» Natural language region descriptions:
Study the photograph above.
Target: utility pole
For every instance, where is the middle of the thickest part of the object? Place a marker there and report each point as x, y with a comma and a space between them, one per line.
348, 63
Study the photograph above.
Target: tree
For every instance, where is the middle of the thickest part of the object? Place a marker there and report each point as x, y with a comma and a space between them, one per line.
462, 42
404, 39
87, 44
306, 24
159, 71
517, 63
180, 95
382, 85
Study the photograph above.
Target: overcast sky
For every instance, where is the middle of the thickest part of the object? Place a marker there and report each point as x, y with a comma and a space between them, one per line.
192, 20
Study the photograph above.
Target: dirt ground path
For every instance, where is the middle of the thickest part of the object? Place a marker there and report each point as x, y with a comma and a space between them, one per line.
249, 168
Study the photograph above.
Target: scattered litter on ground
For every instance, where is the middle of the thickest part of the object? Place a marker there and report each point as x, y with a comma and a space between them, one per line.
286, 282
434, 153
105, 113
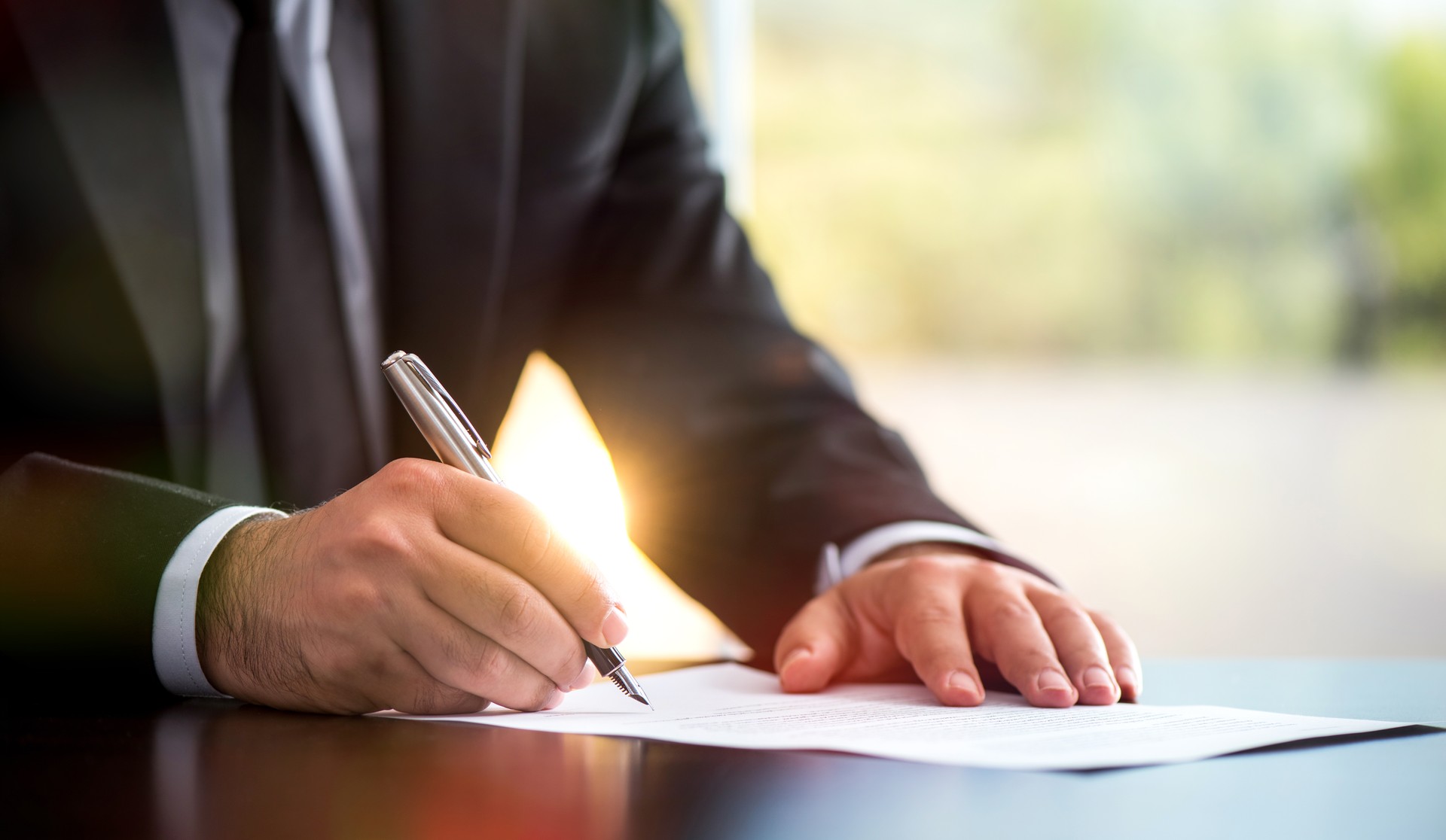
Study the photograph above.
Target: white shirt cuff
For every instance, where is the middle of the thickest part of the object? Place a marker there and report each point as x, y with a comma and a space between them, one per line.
834, 565
172, 634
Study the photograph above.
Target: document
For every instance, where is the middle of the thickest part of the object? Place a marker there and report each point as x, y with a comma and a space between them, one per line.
741, 708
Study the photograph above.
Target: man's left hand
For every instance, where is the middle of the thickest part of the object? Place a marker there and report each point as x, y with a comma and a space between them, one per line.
933, 610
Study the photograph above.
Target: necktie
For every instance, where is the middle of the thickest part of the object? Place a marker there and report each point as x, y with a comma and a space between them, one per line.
306, 398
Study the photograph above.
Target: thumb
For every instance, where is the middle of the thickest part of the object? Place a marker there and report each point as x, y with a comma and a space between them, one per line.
814, 645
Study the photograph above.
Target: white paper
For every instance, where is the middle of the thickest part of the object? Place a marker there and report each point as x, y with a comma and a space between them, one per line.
742, 708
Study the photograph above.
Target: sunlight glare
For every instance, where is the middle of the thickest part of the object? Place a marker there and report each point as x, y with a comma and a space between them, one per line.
550, 452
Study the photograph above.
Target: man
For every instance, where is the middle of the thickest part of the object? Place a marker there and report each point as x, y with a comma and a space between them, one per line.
216, 219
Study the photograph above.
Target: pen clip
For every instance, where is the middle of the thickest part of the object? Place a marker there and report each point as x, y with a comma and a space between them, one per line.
452, 403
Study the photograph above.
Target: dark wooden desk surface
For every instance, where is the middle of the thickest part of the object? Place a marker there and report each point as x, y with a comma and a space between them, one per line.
217, 769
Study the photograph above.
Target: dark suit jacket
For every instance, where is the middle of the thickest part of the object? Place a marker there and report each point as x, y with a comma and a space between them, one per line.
545, 187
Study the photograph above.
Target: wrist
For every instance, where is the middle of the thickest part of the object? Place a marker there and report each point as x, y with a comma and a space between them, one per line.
218, 610
930, 548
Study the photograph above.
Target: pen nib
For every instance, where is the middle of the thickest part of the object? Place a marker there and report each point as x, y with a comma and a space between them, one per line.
628, 686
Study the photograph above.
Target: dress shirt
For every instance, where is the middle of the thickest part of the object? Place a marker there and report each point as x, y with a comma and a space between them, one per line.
206, 34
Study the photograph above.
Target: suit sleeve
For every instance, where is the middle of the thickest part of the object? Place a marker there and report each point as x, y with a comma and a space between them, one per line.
81, 554
740, 444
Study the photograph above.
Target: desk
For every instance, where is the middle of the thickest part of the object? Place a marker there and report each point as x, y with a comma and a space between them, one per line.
216, 769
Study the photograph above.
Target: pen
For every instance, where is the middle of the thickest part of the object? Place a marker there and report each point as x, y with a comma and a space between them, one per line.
452, 436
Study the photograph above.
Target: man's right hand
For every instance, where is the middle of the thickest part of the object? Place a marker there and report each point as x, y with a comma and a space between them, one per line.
421, 589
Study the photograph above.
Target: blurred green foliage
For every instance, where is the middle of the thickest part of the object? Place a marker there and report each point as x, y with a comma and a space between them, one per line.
1405, 187
1109, 178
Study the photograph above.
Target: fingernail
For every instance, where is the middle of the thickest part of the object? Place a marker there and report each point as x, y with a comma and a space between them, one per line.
615, 628
584, 678
1051, 680
1097, 677
797, 656
962, 681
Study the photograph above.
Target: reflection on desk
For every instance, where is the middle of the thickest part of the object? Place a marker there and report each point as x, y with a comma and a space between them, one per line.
218, 769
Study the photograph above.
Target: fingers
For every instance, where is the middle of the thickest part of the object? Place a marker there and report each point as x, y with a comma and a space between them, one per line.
1122, 656
816, 645
382, 675
413, 692
462, 658
930, 634
1079, 647
1018, 644
504, 607
504, 527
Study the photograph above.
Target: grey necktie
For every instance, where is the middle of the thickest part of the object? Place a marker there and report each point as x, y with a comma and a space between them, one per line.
307, 403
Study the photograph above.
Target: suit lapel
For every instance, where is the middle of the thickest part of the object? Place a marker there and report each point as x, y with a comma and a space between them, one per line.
108, 74
452, 108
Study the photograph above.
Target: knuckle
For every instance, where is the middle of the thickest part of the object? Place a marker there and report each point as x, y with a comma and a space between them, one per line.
932, 618
1105, 622
1012, 610
930, 566
489, 661
991, 573
518, 610
537, 540
1063, 613
383, 537
411, 474
362, 598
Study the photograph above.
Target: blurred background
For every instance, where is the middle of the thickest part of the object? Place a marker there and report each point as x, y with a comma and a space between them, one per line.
1157, 291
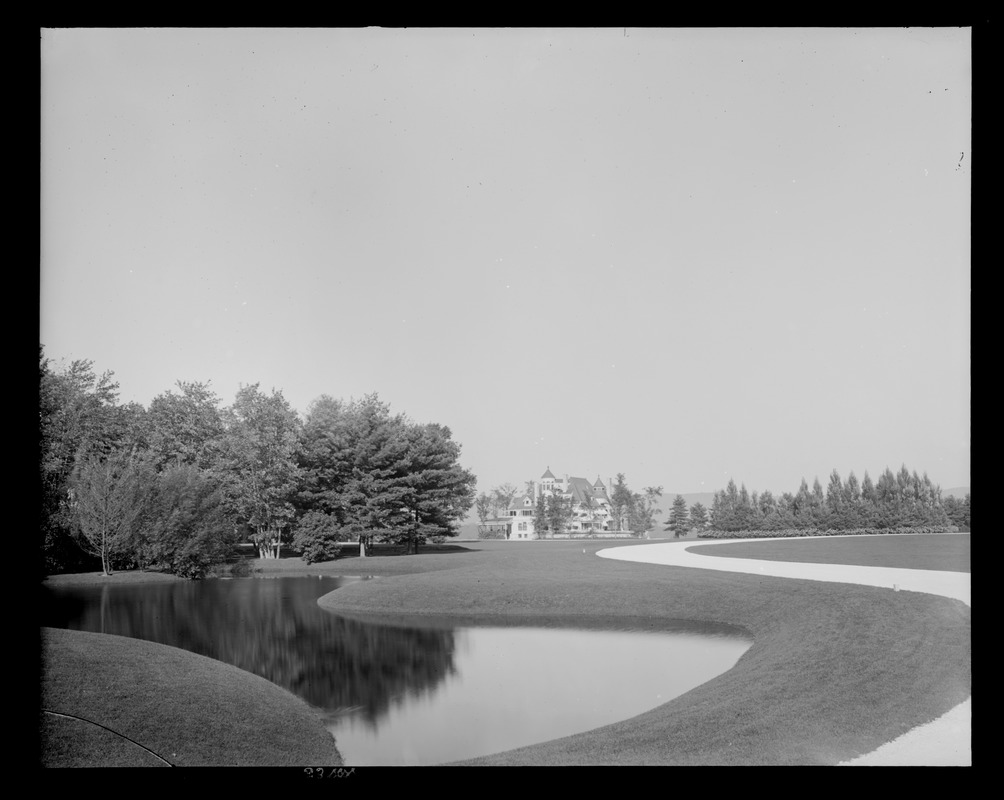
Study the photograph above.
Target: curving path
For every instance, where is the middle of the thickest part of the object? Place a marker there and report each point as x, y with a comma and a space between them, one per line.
945, 742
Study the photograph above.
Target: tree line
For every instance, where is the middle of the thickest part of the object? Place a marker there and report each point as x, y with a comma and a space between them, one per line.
178, 485
901, 500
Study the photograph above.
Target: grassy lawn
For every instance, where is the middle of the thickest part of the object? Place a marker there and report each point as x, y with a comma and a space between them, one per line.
119, 702
905, 551
834, 672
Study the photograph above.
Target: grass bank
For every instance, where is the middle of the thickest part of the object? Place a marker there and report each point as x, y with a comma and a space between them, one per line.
834, 672
118, 702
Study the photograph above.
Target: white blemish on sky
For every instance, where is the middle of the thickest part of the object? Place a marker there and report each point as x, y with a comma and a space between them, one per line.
732, 310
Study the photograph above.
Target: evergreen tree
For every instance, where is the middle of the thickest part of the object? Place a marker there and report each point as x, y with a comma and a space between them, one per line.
621, 504
679, 520
699, 517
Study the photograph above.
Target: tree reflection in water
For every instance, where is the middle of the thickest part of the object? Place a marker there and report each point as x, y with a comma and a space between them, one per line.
274, 628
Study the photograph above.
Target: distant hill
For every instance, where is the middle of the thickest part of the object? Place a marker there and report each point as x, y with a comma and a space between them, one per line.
469, 529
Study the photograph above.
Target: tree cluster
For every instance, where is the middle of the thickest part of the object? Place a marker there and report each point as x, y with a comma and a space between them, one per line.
901, 500
177, 486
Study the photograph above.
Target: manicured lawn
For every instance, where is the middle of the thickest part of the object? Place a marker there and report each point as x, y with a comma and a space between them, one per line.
118, 702
834, 672
905, 551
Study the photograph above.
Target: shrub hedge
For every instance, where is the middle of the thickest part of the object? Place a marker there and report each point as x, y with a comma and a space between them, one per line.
792, 532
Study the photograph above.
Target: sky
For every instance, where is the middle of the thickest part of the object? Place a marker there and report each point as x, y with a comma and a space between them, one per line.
684, 255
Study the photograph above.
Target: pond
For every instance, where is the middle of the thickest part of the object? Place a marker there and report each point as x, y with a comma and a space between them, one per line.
403, 696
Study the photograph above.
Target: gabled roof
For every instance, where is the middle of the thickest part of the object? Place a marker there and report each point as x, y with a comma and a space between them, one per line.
580, 490
521, 503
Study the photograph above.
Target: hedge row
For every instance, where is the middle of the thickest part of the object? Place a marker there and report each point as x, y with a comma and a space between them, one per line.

» What you should do: Lines containing the word "hand" are to be located in the entries and copied.

» Response for this exercise:
Target: man's left hand
Target: man's right hand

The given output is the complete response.